WHAT IS REQUIRED>
Return the run of lines below that opens with the line containing "TARGET: tropical leaf painting" and closes with the line containing "Locate the white pillar", keeping each one exact.

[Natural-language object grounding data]
******************************
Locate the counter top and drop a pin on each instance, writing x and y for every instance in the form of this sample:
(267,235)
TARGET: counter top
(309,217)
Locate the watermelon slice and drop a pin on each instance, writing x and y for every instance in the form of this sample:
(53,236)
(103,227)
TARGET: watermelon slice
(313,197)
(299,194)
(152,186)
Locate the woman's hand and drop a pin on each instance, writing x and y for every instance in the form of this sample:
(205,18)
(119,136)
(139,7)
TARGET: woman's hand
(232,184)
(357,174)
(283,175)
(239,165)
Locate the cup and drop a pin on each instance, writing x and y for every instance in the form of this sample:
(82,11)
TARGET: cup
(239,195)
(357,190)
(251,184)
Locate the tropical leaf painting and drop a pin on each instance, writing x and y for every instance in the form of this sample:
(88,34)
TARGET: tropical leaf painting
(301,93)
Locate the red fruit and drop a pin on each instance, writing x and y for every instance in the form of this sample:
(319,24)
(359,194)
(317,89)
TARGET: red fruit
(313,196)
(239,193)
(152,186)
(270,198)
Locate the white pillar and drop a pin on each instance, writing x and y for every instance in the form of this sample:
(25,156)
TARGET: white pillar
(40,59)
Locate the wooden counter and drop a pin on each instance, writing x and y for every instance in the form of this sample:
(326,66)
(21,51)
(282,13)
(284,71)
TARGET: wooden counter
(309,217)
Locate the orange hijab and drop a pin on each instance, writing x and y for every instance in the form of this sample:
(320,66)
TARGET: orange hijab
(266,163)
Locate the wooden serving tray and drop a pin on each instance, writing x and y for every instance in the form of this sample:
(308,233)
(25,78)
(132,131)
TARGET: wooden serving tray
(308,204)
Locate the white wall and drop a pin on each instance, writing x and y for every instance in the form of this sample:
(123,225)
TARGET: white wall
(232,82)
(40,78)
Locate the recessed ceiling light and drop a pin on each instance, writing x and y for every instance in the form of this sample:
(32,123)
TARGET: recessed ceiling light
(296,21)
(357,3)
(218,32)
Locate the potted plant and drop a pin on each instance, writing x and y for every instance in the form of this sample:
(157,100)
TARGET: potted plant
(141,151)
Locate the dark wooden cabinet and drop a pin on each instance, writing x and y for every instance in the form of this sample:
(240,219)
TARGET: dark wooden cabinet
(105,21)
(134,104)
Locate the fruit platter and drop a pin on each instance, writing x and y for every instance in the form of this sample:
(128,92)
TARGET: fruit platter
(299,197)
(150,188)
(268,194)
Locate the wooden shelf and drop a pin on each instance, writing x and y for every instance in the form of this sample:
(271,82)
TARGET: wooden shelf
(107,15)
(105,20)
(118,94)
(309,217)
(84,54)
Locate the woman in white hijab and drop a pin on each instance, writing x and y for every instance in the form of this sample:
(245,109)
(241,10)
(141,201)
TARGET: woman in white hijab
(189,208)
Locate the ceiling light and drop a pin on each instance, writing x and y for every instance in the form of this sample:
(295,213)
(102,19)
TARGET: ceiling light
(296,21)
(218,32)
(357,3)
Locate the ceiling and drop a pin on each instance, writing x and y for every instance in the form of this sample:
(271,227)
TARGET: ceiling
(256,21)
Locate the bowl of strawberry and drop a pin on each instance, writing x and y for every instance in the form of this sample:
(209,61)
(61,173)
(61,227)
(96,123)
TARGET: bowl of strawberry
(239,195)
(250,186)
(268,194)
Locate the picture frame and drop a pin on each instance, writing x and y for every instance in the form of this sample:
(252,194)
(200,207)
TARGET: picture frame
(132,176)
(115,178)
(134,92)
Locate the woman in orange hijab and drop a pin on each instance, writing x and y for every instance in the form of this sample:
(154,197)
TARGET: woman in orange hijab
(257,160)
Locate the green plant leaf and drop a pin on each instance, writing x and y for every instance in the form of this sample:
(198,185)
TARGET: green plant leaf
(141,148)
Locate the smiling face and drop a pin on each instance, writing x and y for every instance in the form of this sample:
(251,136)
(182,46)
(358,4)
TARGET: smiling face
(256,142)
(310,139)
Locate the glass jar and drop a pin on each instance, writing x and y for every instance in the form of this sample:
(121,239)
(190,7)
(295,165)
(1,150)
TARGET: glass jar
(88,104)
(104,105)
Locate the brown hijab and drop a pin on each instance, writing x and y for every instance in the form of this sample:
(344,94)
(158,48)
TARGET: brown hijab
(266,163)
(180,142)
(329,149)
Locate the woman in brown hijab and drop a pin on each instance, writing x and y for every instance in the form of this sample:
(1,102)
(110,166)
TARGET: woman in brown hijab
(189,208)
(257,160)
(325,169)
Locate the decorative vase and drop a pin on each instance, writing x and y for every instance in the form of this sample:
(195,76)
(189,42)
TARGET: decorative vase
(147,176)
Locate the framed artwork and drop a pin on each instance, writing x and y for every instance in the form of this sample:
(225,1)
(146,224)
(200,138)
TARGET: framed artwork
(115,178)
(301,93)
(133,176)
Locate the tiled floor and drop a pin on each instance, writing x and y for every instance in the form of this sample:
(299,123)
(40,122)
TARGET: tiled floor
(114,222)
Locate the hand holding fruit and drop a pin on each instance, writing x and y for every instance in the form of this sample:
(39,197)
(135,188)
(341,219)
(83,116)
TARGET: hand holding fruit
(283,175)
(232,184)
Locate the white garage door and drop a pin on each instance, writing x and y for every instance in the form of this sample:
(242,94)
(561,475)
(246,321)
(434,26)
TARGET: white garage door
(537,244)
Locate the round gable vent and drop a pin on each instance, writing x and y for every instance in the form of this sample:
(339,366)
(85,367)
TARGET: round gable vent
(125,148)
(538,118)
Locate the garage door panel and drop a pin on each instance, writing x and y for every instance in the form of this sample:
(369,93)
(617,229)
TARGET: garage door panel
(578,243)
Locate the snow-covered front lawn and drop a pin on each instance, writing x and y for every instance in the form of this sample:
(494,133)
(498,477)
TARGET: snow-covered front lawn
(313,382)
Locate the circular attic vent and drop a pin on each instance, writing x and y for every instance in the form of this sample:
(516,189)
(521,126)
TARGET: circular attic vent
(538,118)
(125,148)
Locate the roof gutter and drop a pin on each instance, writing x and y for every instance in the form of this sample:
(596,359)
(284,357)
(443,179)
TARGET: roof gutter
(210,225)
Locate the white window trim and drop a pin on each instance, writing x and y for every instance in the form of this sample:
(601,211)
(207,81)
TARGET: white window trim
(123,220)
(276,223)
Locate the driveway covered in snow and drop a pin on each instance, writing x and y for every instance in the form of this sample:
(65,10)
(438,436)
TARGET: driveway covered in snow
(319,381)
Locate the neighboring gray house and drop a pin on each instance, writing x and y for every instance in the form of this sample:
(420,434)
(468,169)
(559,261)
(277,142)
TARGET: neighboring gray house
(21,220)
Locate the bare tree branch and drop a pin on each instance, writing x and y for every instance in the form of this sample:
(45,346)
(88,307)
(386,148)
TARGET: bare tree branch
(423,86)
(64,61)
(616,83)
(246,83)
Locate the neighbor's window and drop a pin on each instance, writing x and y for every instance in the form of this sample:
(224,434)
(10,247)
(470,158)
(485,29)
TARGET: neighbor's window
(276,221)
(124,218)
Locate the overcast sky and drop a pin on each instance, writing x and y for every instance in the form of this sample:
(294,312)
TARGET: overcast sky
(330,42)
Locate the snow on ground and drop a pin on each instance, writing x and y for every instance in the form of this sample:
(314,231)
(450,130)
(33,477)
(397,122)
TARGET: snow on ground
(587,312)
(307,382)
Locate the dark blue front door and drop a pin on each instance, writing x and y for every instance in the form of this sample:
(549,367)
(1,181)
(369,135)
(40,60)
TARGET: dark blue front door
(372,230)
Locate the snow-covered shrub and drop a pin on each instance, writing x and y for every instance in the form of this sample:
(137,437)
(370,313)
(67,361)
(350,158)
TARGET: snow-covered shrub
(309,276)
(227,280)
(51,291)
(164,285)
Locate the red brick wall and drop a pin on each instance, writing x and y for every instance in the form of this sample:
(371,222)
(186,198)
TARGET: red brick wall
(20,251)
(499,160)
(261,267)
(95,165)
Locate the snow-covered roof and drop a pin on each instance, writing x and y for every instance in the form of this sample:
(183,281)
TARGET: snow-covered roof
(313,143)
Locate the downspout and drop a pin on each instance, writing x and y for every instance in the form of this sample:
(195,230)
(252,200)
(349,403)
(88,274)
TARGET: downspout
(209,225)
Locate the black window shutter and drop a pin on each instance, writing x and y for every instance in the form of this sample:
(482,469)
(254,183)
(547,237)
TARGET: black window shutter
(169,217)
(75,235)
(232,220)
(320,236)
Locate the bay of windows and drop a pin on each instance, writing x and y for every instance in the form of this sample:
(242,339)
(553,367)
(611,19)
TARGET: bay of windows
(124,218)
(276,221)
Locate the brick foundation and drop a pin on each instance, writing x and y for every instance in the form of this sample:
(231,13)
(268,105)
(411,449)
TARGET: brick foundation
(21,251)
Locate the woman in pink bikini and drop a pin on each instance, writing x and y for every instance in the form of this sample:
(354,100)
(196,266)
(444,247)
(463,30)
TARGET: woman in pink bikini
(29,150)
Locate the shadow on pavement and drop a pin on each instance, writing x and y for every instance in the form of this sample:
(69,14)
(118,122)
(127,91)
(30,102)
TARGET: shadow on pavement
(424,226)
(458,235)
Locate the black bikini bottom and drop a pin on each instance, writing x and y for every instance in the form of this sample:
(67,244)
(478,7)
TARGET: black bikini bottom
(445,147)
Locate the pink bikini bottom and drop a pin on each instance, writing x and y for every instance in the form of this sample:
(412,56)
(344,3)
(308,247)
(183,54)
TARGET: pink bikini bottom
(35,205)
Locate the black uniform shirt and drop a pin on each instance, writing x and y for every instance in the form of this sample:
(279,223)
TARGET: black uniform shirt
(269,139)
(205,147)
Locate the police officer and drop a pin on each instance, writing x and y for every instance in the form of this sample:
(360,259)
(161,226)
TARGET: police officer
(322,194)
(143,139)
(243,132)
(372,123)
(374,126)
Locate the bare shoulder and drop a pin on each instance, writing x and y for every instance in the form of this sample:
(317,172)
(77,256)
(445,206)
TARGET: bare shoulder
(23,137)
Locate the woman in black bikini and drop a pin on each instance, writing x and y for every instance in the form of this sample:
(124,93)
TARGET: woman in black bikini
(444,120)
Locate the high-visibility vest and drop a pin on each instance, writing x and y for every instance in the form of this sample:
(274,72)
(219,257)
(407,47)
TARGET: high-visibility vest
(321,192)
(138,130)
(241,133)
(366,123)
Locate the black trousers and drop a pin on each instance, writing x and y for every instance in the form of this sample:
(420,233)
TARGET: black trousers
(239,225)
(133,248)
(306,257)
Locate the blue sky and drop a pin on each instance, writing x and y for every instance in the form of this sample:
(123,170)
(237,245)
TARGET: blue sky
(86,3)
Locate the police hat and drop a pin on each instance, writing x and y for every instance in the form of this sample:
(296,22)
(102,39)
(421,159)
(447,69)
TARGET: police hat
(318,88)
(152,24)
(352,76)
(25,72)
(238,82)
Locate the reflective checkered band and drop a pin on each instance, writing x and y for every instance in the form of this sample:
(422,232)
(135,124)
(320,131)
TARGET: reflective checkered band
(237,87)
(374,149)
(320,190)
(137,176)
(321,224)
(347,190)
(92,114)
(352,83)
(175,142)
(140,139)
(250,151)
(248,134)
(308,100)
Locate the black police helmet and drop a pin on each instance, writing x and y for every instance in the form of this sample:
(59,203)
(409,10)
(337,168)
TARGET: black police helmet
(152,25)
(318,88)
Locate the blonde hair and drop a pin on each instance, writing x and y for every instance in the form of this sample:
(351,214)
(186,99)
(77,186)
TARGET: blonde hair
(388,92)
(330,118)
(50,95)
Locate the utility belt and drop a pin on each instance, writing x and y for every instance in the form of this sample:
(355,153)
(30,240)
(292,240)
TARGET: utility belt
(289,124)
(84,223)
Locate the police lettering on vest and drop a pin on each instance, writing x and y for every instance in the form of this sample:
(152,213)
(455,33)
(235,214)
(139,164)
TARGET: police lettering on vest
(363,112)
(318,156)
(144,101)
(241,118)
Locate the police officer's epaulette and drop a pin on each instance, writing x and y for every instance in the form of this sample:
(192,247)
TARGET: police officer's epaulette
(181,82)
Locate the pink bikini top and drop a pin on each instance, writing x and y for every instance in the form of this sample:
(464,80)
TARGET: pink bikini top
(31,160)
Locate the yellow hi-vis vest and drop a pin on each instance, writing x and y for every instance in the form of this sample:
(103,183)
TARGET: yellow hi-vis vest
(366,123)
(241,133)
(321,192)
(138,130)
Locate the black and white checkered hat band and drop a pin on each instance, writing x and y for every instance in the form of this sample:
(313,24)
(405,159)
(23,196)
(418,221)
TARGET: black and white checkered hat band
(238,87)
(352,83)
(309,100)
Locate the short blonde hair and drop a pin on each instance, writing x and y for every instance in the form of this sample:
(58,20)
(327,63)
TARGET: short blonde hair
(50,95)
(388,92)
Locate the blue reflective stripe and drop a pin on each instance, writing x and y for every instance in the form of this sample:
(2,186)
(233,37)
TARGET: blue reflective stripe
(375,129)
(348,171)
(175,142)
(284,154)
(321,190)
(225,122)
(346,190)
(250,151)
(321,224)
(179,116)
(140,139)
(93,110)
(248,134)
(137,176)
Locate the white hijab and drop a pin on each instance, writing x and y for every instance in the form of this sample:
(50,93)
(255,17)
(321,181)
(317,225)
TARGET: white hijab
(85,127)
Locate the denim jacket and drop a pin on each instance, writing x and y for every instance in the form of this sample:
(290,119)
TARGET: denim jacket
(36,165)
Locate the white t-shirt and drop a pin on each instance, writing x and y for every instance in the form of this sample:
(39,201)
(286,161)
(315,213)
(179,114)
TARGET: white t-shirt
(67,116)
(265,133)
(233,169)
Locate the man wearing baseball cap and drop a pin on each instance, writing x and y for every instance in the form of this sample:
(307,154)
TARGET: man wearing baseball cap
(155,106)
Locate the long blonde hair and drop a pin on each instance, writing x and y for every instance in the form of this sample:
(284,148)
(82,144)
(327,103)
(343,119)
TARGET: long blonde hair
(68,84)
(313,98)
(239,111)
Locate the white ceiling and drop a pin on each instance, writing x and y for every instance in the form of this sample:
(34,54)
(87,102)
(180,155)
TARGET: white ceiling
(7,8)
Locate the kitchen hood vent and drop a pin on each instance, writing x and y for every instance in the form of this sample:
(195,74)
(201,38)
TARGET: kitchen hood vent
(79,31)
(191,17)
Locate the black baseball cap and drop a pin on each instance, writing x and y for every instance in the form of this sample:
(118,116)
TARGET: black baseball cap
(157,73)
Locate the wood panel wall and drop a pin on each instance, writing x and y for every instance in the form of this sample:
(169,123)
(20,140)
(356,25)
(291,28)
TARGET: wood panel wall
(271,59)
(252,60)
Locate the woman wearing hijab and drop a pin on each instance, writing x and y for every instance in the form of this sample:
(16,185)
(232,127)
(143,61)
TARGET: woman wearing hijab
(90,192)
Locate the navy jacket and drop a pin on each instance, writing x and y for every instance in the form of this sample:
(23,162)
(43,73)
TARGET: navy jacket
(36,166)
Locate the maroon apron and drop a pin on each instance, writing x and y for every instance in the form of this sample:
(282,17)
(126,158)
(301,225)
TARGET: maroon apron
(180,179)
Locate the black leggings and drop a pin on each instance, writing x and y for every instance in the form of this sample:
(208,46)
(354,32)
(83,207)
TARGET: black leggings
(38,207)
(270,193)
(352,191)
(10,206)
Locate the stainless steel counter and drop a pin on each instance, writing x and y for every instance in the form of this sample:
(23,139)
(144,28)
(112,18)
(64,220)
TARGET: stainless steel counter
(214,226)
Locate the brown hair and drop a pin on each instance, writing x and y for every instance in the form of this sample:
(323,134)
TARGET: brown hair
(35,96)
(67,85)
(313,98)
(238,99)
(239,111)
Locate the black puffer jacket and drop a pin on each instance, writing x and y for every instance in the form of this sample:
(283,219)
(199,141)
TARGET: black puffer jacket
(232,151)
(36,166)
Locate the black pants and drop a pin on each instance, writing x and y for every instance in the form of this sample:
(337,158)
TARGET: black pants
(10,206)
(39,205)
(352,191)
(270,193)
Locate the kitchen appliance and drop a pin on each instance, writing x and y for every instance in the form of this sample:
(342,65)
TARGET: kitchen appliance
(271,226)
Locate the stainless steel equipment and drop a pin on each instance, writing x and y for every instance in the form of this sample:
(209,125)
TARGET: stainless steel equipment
******************************
WRITTEN REPLY>
TARGET: tropical leaf painting
(301,93)
Locate the red fruit and drop a pin on each instance, writing x and y for every instance in the form of this sample:
(319,24)
(359,194)
(317,89)
TARGET: red fruit
(313,196)
(239,193)
(152,186)
(270,198)
Locate the white pillar and drop a pin on each instance, writing x and y for every instance in the form of this sample:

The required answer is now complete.